### Problem statement
Rewrite all of the lines below, changing every "sample" to "example" and leaving everything else as it is. Omit the pictures from your answer.

### Data
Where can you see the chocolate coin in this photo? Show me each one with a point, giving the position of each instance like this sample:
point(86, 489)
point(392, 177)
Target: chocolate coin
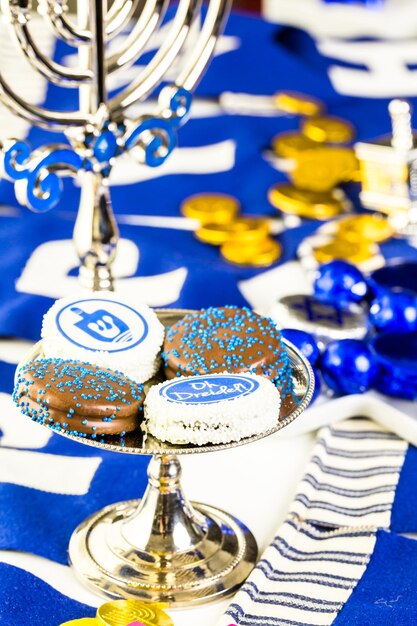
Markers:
point(124, 612)
point(326, 129)
point(373, 227)
point(260, 254)
point(297, 103)
point(213, 207)
point(305, 203)
point(355, 252)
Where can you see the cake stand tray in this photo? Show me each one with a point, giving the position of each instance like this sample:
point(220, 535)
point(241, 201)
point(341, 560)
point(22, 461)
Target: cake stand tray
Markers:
point(162, 548)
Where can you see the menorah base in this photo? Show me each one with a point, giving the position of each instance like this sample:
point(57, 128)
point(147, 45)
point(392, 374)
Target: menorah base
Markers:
point(96, 279)
point(161, 548)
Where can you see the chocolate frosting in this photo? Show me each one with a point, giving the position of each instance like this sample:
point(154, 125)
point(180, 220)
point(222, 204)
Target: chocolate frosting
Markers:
point(79, 397)
point(226, 339)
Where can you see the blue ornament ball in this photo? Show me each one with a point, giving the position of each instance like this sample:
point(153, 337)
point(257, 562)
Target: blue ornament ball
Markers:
point(304, 342)
point(340, 282)
point(394, 311)
point(317, 385)
point(348, 366)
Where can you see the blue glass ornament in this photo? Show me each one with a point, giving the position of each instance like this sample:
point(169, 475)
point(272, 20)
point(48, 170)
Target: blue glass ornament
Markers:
point(339, 282)
point(396, 359)
point(304, 342)
point(348, 366)
point(396, 276)
point(317, 384)
point(394, 311)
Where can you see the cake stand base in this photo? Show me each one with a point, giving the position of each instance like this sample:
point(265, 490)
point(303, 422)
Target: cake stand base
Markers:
point(161, 548)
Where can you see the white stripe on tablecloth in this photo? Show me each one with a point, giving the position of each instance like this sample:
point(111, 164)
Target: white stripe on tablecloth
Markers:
point(352, 476)
point(27, 82)
point(304, 577)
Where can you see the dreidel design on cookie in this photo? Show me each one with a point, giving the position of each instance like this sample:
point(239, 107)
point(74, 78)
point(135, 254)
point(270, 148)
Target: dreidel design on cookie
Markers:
point(389, 171)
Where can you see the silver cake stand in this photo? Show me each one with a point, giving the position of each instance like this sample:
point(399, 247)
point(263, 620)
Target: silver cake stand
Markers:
point(162, 548)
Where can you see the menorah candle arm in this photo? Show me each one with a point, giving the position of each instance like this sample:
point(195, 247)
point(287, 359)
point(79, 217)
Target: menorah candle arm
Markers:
point(139, 36)
point(55, 11)
point(95, 233)
point(194, 65)
point(39, 116)
point(162, 61)
point(119, 15)
point(54, 72)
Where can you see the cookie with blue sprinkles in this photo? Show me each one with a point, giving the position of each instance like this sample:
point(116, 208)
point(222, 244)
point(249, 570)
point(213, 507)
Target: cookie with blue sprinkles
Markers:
point(213, 408)
point(79, 398)
point(229, 339)
point(107, 330)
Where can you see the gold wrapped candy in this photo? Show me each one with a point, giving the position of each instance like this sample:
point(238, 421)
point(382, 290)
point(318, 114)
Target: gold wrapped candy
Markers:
point(304, 203)
point(260, 253)
point(327, 129)
point(124, 612)
point(296, 103)
point(211, 207)
point(83, 621)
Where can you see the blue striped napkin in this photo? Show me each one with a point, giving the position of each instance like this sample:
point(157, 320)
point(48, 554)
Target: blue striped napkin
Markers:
point(360, 474)
point(335, 560)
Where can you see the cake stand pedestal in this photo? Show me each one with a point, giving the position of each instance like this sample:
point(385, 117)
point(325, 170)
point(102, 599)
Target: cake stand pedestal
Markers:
point(162, 548)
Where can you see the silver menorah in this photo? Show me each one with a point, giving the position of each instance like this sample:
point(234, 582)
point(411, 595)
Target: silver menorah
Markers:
point(102, 128)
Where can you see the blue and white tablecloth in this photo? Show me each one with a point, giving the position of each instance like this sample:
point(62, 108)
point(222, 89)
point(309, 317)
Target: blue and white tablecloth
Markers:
point(48, 485)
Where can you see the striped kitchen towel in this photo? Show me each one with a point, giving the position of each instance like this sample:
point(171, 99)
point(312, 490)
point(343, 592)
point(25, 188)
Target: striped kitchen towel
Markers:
point(337, 560)
point(360, 474)
point(339, 577)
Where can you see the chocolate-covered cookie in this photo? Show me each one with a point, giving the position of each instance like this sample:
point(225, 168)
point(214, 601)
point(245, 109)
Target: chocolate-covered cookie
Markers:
point(78, 397)
point(228, 339)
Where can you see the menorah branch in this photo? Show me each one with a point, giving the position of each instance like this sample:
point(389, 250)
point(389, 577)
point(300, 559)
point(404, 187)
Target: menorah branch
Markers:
point(119, 15)
point(161, 62)
point(18, 17)
point(39, 116)
point(139, 36)
point(99, 130)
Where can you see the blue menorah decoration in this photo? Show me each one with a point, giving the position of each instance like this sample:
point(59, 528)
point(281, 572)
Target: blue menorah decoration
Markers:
point(103, 128)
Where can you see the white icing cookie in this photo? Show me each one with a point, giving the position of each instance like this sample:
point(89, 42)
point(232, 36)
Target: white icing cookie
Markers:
point(213, 408)
point(105, 330)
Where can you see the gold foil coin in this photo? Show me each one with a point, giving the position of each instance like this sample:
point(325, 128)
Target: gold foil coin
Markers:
point(374, 228)
point(307, 204)
point(291, 145)
point(208, 208)
point(328, 129)
point(214, 234)
point(324, 168)
point(298, 103)
point(124, 612)
point(83, 621)
point(245, 229)
point(249, 229)
point(352, 251)
point(260, 254)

### The result
Where can you see the chocolate coin in this photo? Show me each one with a point, giving the position of each instance like this example:
point(86, 489)
point(392, 177)
Target: chocolate coin
Markers:
point(124, 612)
point(326, 129)
point(373, 227)
point(260, 254)
point(297, 103)
point(213, 207)
point(305, 203)
point(355, 252)
Where can you see the cake stand tray in this photo? Show me each one with a point, giving the position of each instance like this example:
point(220, 535)
point(241, 201)
point(341, 560)
point(22, 461)
Target: cake stand tray
Markers:
point(162, 548)
Where can you see the menorah base in this photo? Show me each one with a point, giving the position of each instance like this example:
point(57, 128)
point(147, 45)
point(392, 374)
Target: menorah base
Markers:
point(96, 279)
point(161, 548)
Where can you see the chocolate frosting in this photo? Show me each one with a point, giving the position of each instance like this example:
point(154, 125)
point(180, 220)
point(222, 204)
Target: chocolate frosting
Markers:
point(79, 397)
point(226, 339)
Where can you see the blue ornament ball in this photo? Show me each one with a point, giving the position of each instance like this example:
point(153, 337)
point(257, 562)
Target: blue ornament ball
Markers:
point(304, 342)
point(340, 282)
point(394, 311)
point(317, 385)
point(348, 366)
Where can you see the blue glass ornament in this photo? Show me each one with a point, giving the position of each instance like this example:
point(169, 475)
point(272, 20)
point(48, 170)
Target: blue glass ornament
Markers:
point(339, 282)
point(396, 359)
point(304, 342)
point(348, 366)
point(396, 276)
point(317, 384)
point(394, 311)
Where can you see the cake stand base in this photo? Show me each one with a point, giving the position of each instance like this example:
point(265, 490)
point(303, 422)
Target: cake stand base
Markers:
point(161, 548)
Where can you see the white stripe on tablecloth in this photo? Show me each one with a point, giving the position of each instance like this example:
point(111, 164)
Target: white stripe on tablecloth
Markers:
point(352, 476)
point(27, 82)
point(304, 577)
Where can you see the dreidel design on cookie in this photo? Show me each one with a point, giving the position of each instance like this example:
point(239, 107)
point(74, 78)
point(135, 254)
point(270, 148)
Target: dreidel design on cookie
Markers:
point(389, 171)
Where can you see the silver cake stand in this photo? Show me each one with a point, giving the position of each instance like this example:
point(399, 247)
point(263, 620)
Target: silver cake stand
Markers:
point(162, 548)
Where can you see the menorah candle arm in this photo? Show me each one with a point, giving the position of each instance like this example:
point(195, 247)
point(287, 359)
point(79, 217)
Target: menorah candle arm
Markers:
point(139, 36)
point(55, 11)
point(95, 233)
point(194, 65)
point(39, 116)
point(162, 61)
point(119, 15)
point(54, 72)
Where can you see the cookie with blue sprinkles in this photo? Show me each one with a point, giving the position of each instance like this example:
point(116, 208)
point(222, 244)
point(249, 570)
point(213, 507)
Target: cookie with blue sprinkles
Markers:
point(213, 408)
point(79, 398)
point(229, 339)
point(107, 330)
Where can you see the gold wrapped candy in this photo? Show me each one with a point, giving the position of each instance like this example:
point(238, 421)
point(382, 290)
point(318, 114)
Target: gold wrapped candy
Markers:
point(304, 203)
point(260, 253)
point(327, 129)
point(124, 612)
point(296, 103)
point(211, 207)
point(83, 621)
Where can you see the blue striped napkin in this photo? Show me each one with a point, giving the position of each instance like this example:
point(157, 320)
point(48, 554)
Target: blue striped napkin
Markers:
point(360, 474)
point(335, 560)
Where can you see the cake stand pedestal in this photo? Show me each one with a point, giving the position of each instance like this example:
point(385, 117)
point(325, 170)
point(102, 599)
Target: cake stand pedestal
Markers:
point(162, 548)
Where can you see the silver menorah in this photo? Show me each one with a point, giving the position of each instance like this example:
point(234, 582)
point(411, 595)
Target: silver menorah
Markers:
point(102, 128)
Where can you see the blue and white tablecloth in this photo? Show me each one with a point, giving the position of each instance like this example:
point(62, 108)
point(222, 89)
point(309, 317)
Target: blue and white tablecloth
Markers:
point(48, 485)
Where can you see the striped kitchen towel in this photo? Show me each one with a point, giving the position of each instance like this example:
point(171, 99)
point(312, 490)
point(343, 592)
point(25, 188)
Target: striped kitchen towel
Markers:
point(337, 560)
point(360, 474)
point(339, 577)
Where can you see the chocolate-covered cookie in this photo? Show me each one with a point, giving the position of each instance like this example:
point(225, 168)
point(214, 601)
point(245, 109)
Target: chocolate-covered cookie
Markers:
point(78, 397)
point(228, 339)
Where can you see the menorah branch in this photo? Show me each one with a point, giving the position of each instance like this example:
point(389, 250)
point(389, 577)
point(300, 559)
point(404, 187)
Target: menorah branch
Markers:
point(119, 15)
point(161, 62)
point(18, 17)
point(39, 116)
point(139, 36)
point(99, 130)
Where can you see the blue menorah decoration in this photo? Show me each one with a point, giving the position of each instance like this example:
point(59, 528)
point(281, 572)
Target: blue menorah decoration
Markers:
point(103, 128)
Where can you see the white icing cookie in this photo? Show me each one with a point, giving the position of each instance like this example:
point(89, 42)
point(232, 36)
Target: white icing cookie
Markers:
point(213, 408)
point(105, 330)
Where can you see the gold foil coin in this photo? Show me each one with a point, giving the position of each instance like this example:
point(325, 128)
Target: gold foil coin
Markers:
point(374, 228)
point(307, 204)
point(291, 145)
point(208, 208)
point(328, 129)
point(214, 234)
point(324, 168)
point(298, 103)
point(124, 612)
point(83, 621)
point(245, 229)
point(249, 229)
point(352, 251)
point(260, 254)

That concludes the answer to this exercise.